• Task
Your answer should be the full set of entries, given again without alteration.

*** Opening of Data supplied ***

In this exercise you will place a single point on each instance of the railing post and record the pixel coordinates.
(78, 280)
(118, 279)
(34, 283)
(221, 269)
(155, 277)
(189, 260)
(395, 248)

*** Close of Data supplied ***

• Written answer
In this exercise you will place a single point on each instance of the railing post and record the pixel coordinates.
(78, 280)
(118, 279)
(34, 283)
(221, 269)
(155, 277)
(189, 260)
(395, 248)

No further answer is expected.